**Assigned task:**
Look over the listing below and tally the lines in which the word "sand" turns up. Answer with the tally only.

**Record set:**
◆ ◆ ◆ ◆ ◆
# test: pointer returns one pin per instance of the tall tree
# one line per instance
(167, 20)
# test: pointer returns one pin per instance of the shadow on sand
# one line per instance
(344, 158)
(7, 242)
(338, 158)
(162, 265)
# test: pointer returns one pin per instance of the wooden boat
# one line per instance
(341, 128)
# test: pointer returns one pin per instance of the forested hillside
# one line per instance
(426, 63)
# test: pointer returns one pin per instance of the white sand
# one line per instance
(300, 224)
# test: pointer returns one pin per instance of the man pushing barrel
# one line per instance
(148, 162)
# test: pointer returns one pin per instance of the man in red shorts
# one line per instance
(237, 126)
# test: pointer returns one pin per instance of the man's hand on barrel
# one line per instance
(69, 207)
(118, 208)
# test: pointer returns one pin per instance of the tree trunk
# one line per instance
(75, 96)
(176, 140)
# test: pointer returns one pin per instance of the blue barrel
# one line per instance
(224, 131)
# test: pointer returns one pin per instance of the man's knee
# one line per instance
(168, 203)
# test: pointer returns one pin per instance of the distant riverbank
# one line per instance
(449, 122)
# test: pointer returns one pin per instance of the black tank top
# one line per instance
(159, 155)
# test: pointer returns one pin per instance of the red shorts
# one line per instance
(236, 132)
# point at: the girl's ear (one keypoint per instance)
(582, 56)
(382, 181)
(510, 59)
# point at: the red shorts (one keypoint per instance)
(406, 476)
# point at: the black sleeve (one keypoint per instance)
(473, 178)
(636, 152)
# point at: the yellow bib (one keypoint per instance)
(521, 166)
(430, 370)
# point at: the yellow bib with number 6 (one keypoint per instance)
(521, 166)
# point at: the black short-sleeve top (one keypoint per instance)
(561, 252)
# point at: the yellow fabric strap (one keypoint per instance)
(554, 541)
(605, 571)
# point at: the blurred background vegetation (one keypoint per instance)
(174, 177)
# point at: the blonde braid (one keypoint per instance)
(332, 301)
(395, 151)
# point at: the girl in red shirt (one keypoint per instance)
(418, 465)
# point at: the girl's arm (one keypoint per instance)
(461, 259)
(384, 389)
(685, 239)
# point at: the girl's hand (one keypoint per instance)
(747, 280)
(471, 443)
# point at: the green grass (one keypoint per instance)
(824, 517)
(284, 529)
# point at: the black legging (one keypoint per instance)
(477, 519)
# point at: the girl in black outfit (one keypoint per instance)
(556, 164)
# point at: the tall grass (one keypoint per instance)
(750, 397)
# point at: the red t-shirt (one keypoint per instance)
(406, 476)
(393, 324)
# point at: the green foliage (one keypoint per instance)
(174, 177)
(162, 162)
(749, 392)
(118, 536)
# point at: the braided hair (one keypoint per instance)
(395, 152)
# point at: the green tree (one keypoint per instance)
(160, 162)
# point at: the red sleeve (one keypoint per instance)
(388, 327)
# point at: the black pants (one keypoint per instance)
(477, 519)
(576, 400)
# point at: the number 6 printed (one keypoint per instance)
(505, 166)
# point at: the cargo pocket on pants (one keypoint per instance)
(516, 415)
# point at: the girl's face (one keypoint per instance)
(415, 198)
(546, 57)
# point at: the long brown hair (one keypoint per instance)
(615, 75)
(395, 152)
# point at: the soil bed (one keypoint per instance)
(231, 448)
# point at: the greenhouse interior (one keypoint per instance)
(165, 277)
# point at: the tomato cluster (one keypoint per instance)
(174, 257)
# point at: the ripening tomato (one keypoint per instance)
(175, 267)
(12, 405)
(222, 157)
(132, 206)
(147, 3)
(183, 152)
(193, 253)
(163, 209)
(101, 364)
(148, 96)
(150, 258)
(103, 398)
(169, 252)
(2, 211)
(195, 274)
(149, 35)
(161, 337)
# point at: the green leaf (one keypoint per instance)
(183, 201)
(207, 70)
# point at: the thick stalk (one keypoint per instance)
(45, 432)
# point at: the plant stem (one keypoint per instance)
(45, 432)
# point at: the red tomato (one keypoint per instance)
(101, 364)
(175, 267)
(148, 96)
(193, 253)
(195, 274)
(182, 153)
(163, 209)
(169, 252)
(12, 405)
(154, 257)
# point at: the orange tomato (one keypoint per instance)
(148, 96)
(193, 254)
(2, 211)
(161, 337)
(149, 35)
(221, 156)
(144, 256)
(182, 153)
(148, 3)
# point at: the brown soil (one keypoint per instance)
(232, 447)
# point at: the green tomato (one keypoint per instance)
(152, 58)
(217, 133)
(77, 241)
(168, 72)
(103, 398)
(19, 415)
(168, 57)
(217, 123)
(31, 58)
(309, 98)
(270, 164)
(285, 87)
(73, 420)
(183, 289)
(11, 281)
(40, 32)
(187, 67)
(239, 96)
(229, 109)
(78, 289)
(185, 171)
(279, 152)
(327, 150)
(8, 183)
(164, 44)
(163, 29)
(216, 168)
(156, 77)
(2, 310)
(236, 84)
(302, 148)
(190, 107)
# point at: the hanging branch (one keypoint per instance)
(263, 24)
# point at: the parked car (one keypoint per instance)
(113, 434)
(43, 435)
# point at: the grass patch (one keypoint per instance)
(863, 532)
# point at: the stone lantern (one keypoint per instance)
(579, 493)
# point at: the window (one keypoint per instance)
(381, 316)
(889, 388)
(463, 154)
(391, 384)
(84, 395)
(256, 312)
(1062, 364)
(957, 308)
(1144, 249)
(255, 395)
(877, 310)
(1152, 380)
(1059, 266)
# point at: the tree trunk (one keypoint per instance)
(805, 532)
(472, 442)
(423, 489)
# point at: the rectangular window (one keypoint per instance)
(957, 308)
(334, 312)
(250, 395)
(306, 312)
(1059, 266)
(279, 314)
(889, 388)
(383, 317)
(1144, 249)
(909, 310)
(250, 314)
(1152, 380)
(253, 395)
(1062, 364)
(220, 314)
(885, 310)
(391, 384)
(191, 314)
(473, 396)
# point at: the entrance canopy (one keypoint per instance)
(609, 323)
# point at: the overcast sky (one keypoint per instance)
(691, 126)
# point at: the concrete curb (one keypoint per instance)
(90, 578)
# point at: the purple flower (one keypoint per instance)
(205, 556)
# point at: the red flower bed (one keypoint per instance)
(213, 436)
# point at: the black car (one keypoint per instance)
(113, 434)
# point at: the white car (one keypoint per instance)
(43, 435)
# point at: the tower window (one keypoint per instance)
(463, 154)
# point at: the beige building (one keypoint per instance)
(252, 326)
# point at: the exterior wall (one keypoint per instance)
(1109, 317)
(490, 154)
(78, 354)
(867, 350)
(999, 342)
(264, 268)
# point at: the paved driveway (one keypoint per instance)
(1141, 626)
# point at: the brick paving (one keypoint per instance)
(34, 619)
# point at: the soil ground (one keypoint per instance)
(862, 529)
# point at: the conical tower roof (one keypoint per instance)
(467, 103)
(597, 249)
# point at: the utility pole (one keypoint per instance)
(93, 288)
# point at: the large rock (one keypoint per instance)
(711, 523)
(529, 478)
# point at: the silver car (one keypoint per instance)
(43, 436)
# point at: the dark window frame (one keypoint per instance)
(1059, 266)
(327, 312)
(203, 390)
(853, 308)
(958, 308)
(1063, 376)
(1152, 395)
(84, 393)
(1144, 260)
◆ ◆ ◆ ◆ ◆
**Written response:**
2